Records contained in a dataset
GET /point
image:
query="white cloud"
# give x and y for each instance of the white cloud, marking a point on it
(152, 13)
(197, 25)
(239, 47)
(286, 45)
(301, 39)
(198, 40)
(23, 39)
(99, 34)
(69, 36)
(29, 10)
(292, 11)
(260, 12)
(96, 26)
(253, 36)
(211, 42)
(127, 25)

• WORK TO COMPLETE:
Retype exactly, please, only the lines of the entries that run from the one containing "# give x and" to the last.

• OUTPUT OF THE EXERCISE:
# give x and y for each instance of the white cloud, marking a point on it
(152, 13)
(197, 25)
(239, 47)
(286, 45)
(301, 39)
(198, 40)
(23, 39)
(99, 34)
(69, 36)
(29, 10)
(292, 11)
(260, 12)
(96, 26)
(253, 36)
(211, 42)
(127, 25)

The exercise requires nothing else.